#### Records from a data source
◆ ◆ ◆

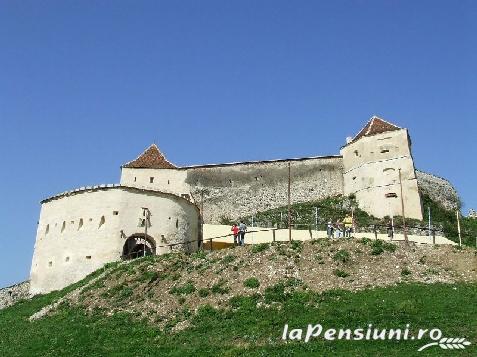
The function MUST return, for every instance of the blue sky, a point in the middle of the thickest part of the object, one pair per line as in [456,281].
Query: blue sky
[87,85]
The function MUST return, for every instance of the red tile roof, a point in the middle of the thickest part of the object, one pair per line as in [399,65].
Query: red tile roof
[375,126]
[152,158]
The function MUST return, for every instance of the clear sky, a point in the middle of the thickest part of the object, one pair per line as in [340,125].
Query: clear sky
[86,86]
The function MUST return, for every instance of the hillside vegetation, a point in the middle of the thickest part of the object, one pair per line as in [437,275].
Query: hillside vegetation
[236,302]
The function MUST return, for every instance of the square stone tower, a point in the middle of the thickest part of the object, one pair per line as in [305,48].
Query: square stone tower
[372,160]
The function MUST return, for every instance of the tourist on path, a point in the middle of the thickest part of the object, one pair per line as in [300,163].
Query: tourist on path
[329,229]
[242,230]
[235,231]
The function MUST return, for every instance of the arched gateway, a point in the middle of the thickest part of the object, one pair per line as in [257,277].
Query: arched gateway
[138,245]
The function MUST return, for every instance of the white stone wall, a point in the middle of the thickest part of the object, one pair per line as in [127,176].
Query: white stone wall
[440,190]
[371,171]
[165,180]
[234,190]
[80,232]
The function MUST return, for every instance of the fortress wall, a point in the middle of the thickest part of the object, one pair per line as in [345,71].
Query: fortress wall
[371,172]
[80,232]
[242,189]
[165,180]
[438,189]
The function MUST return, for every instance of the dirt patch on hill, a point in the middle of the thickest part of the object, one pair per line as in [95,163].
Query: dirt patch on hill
[168,289]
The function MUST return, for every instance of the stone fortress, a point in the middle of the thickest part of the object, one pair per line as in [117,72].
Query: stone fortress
[81,230]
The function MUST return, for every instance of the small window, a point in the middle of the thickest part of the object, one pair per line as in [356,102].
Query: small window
[102,221]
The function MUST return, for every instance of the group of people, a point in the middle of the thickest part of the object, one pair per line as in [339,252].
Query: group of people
[239,233]
[340,228]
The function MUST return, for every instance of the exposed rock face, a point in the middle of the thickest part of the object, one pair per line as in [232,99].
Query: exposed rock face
[242,190]
[472,213]
[438,189]
[11,294]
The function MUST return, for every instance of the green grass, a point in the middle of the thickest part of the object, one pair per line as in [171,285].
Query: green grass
[340,273]
[186,289]
[342,256]
[249,329]
[251,283]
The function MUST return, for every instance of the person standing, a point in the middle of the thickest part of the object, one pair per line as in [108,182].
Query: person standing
[348,223]
[242,230]
[235,231]
[329,229]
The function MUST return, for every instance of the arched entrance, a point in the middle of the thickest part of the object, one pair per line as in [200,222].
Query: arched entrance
[137,246]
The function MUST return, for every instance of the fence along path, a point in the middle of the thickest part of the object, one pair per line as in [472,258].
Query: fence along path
[214,233]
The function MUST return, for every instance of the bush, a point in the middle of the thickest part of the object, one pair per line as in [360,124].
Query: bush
[340,273]
[251,283]
[203,292]
[219,288]
[342,256]
[275,293]
[379,246]
[186,289]
[228,259]
[260,247]
[297,245]
[365,241]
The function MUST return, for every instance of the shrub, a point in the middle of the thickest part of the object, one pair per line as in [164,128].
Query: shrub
[219,288]
[340,273]
[275,293]
[342,256]
[186,289]
[365,241]
[260,247]
[228,259]
[293,282]
[203,292]
[251,283]
[200,254]
[379,246]
[405,271]
[297,245]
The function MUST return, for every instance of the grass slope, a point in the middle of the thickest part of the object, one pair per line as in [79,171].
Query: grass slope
[252,308]
[248,329]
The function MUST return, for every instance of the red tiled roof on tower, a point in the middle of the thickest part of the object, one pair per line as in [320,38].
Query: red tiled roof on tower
[152,158]
[375,126]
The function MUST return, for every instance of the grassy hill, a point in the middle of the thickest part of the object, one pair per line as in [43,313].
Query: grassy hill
[236,302]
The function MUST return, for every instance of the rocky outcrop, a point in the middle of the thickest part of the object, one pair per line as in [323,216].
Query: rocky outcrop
[472,213]
[439,190]
[14,293]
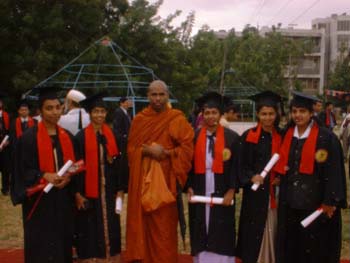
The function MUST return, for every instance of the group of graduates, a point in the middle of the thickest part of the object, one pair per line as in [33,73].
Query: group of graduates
[212,161]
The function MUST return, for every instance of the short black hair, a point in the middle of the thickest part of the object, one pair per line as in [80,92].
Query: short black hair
[231,107]
[123,99]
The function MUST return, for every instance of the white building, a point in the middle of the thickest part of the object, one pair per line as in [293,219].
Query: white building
[337,30]
[311,69]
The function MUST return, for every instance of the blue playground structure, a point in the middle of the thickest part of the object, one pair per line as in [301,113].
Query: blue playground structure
[103,66]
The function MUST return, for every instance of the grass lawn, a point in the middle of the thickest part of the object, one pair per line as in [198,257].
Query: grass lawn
[11,231]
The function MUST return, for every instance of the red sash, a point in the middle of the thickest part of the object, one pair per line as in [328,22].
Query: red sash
[19,126]
[45,150]
[6,118]
[307,155]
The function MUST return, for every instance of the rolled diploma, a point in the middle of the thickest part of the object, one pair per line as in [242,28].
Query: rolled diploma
[118,205]
[61,172]
[4,141]
[207,200]
[267,169]
[308,220]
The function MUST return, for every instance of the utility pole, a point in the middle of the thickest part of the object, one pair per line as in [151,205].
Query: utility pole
[222,79]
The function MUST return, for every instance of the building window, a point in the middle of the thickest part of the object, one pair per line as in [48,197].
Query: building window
[344,25]
[343,42]
[321,25]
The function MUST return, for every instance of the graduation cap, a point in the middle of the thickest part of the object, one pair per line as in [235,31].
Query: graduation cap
[23,103]
[301,100]
[93,101]
[3,95]
[47,93]
[213,99]
[75,95]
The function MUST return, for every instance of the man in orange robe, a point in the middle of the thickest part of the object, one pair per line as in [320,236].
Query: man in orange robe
[162,134]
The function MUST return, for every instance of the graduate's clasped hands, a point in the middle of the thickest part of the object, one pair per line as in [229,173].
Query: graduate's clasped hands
[57,181]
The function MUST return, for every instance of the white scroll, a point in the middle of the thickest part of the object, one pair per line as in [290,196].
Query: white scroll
[267,169]
[207,200]
[6,138]
[61,172]
[118,205]
[308,220]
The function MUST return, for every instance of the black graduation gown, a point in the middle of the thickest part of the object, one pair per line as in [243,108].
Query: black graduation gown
[254,158]
[90,241]
[5,160]
[48,233]
[221,235]
[301,194]
[121,127]
[14,139]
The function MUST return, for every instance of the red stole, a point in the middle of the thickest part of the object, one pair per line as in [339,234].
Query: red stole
[253,137]
[328,118]
[307,155]
[19,125]
[6,118]
[92,158]
[45,150]
[200,151]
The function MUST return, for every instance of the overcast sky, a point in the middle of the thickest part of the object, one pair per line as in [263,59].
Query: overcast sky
[227,14]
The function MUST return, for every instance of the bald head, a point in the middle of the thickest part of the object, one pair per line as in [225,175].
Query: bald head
[158,95]
[158,83]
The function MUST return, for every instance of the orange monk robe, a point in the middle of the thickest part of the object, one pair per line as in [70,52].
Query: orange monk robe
[152,237]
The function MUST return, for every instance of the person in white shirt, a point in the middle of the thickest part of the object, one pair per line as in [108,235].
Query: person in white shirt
[76,118]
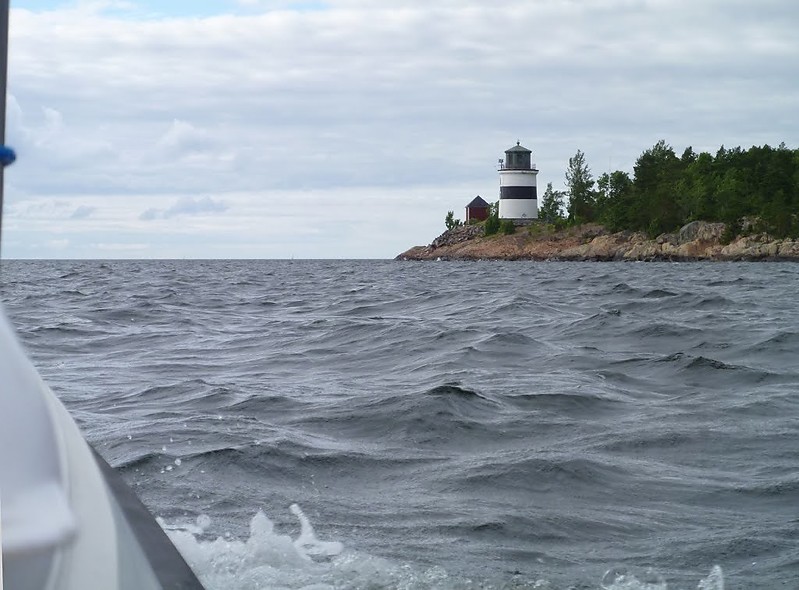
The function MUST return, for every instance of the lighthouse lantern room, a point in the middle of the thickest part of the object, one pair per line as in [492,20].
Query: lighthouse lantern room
[518,198]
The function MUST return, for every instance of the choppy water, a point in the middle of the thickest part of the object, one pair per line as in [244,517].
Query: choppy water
[442,425]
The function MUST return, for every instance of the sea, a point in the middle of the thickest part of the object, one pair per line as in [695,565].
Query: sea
[379,424]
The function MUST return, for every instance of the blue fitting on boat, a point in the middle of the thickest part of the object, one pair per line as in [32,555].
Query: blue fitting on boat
[7,155]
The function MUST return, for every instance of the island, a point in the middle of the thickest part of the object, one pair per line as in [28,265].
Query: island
[698,240]
[739,204]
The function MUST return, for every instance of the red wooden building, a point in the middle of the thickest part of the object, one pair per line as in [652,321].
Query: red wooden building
[477,209]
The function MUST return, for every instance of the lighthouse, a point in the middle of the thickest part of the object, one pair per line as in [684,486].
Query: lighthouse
[518,198]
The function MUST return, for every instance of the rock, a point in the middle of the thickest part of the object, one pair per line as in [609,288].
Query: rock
[700,230]
[698,240]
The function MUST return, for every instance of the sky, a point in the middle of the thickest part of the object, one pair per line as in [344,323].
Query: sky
[349,128]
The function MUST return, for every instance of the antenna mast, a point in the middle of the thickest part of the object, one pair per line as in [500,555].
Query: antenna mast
[6,155]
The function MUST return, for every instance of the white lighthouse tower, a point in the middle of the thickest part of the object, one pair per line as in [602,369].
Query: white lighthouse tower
[518,198]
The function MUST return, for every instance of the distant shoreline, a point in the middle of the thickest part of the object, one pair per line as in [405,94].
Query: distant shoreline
[696,241]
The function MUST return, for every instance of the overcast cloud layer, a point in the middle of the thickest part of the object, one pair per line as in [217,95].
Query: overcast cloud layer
[348,128]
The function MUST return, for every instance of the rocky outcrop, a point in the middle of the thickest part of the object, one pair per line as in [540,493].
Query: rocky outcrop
[698,240]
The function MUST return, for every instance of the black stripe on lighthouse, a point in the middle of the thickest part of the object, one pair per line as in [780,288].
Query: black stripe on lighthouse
[518,192]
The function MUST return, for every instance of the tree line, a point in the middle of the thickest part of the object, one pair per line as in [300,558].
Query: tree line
[665,191]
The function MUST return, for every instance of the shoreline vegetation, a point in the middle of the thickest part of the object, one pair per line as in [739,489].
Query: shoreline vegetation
[695,241]
[736,205]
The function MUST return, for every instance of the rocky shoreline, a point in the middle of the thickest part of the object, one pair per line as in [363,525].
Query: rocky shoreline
[695,241]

◆ ◆ ◆

#### WORK TO COMPLETE
Reproduce the listing from the line containing "The function MUST return, for every instance of the distant" through the end of the listing, switching "shoreline" to "coastline" and leaving everything else unchanged.

#### RESPONSE FOR THIS EXERCISE
The function MUST return, for every instance of the distant coastline, a point in the middle of the thickest part of the object, one pair per line as in [405,94].
Query: distant coastline
[696,241]
The function MUST return, for every instance of the overcast cloud layer, a point in the middle of the thickest part of the object, one pair per line as in [217,95].
Query: overcast cloud layer
[348,128]
The function MUST return, for every instance of the rocky outcrop, a point in the middle of the thickest part of the object, one pair per line as in [540,493].
Query: rocky outcrop
[698,240]
The function MUST return, for every instance of the black stripe on lighthouse, a point in the middle of the thickest part of the object, one pair per line as in [780,288].
Query: black stripe on lighthouse
[518,192]
The function MUST return, for every instance of the tree line, a point in the middle of the thickest part of the object, one pair per line as in [300,558].
Query: tree line
[665,191]
The function MUST return, for every instance of the coastline vegetation, a point in the middle of the thickest part of the object, one pair per line as in [739,489].
Query: coastline vegetation
[695,241]
[736,205]
The function MUST return, for every instance of the rocky coastline, a point in the middle of the thickest part of the object, one pair per line as in [363,525].
Query: rocky coastline
[695,241]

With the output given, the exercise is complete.